» Directions:
1/ Using the excerpt on gating and residential segregation, answer the following, each on its own line:
(a) By what percent do GCs increase at the metropolitan level for a 1% increase in recent immigrants?
(b) Which functional specialization variable has no statistically significant effect on either gating or segregation?
(c) What is the Pearson correlation coefficient between pre-1900 and gating?
2/ Extend the excerpt on gating and residential segregation, picking up after its final sentence.

The results from the negative binomial regression analysis of gating reveal that the process of gating is positively and significantly affected by the percent of recent immigrants, negatively and significantly influenced by metropolitan areas specializing in everything else except military personnel, and positively and significantly affected by location in the South and West regions of the United States. When I transform the coefficient for recent immigrants into percent change (based on [(exp b) −1] * 100) (Isaac and Christiansen, 2002), I find that a 1% increase in recent immigrants leads to 8.2% increase in GCs at the metropolitan level. Metropolitan areas in the West and South tend to house about two times more GCs compared to the Midwest. In terms of functional specialization, metropolitan areas of any type of concentration, except military, are 0.6 times less likely to contain GCs compared to metropolitan areas with no specialization.
From the analysis it is clear that the process of gating and the process of residential segregation do not exhibit exactly the same patterns. On the one hand, as shown in previous studies, percent black has a strong and positive effect on the level of black-white segregation; in the case of gating it has no effect. On the other hand, the effect of percent recent migrants is positively and significantly related to both black-white segregation and gating. In the case of Hispanic-white segregation, the strongest population predictor is percent Hispanic, which has positive and significant effect on the dependent variable.
Residential segregation levels are significantly lower in the South and West regions in the country compared to the Midwest for black-white segregation and significantly higher in the Northeast for Hispanic-white segregation; in contrast, the levels of gating are significantly higher in the South and the West compared to the Midwest. The lower the black/white income ratio, the higher the levels of black-white segregation, whereas the level of black/white income ratio does not affect the levels of gating at all.
The functional specialization variables also have different effects across the dependent variables. I have to note that the variable for military specialization does not have a statistically significant effect either on levels of gating or on levels of segregation. The zero-order correlation coefficients reveal that the variable for retirement and durable goods metropolises is positively and significantly related to black-white segregation, while negatively and significantly related to gating. Further investigation—when it becomes possible to study most metropolitan areas—should determine whether this opposite effect is in place for most metropolises. From the analysis it appears that the levels of gating and black-white segregation are significantly lower for metropolises specializing in nondurable goods, government, and educational employment.
The effects of age of metropolis are not statistically significant in any of the equations. Even though it does not come through the regression analyses, the correlation coefficients between all four dummy variables, pre-1900, 1910–1940, 1950–1960, and 1970 or later, have opposite signs for gating and segregation (both black-white and Hispanic-white), respectively. The Pearson correlation coefficient between pre-1900 and black-white segregation is r = 0.41 (p < 0.0001), and between pre-1900 and Hispanic-white segregation is r = 0.32 (p < 0.0001), whereas the coefficient between pre-1900 and gating is r = −0.33 (p < 0.001). Similar is the strength and the opposite signs for the relationship between the dummy variable for the period 1950–1960 and gating and segregation. The coefficients of correlation for the other two dummy variables capturing the age of the metropolis and gating and black-white segregation, although statistically insignificant, are also in opposite directions.

» Raw data:
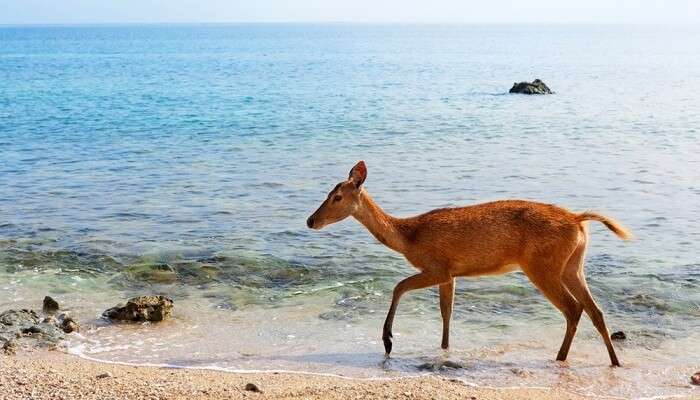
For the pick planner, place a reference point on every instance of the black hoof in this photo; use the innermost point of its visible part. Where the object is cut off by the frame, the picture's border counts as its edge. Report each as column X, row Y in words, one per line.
column 387, row 342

» Final answers:
1/
(a) 8.2%
(b) Military specialization
(c) r = −0.33 (p < 0.001)

2/
From the analysis above it seems that gating and residential segregation are two processes that partly reinforce each other but at the same time are alternatives to each other: in the places where there are lower levels of residential segregation, the South and the West, I observe higher levels of gating. The traditionally strong predictors of black-white segregation, percent black, and black/white income ratio have no impact on levels of gating in metropolitan areas. Interestingly, the proportion of Latinos at the metropolitan level does not have a statistically significant effect on the levels of gating, even though the correlation between percent gated households and percent Hispanic is 0.44 (p < 0.0001). The proportion of recent immigrants (a significant proportion of which are Latinos) and the region (Latinos are disproportionately concentrated in the South and the West) exhibit stronger effects on the levels of gating when I control for all relevant factors.
Linking the results back to the initial research question I find that some of the well-established factors that affect the processes of segregation also affect the process of gating. The direction of the effects, however, depends on the factors. An increase in the proportion of recent immigrants in metropolitan areas leads to an increase in levels of segregation and gating. The explanations of this effect are most likely related to common fears among the native-born population in the United States about increased diversity. Some of these fears have been strengthened since 9/11 and reproduced through media and government policies (Graham, 2004). In addition, however, the analyses of AHS data have demonstrated that many recent immigrants can in fact be found living in GCs themselves (Sanchez et al., 2005). A reason for this pattern is the spread of GCs around the world and the associated benefits, such as status, property values, and protection from crime.
The second important factor that affects both segregation and gating is region: GCs seem to be spread much more in the South and West, whereas segregation remains less prevalent in these two regions. One interpretation of this finding can be that since the metropolitan areas in these two regions are newer, it is only self-evident to find that GCs are increasing there. However, in the analysis I have controlled for the effect of age of metropolis and still the effect of region persists. In addition, there is evidence from the literature that there are no barriers for existing communities to gate and many choose to do so (McKenzie, 2005).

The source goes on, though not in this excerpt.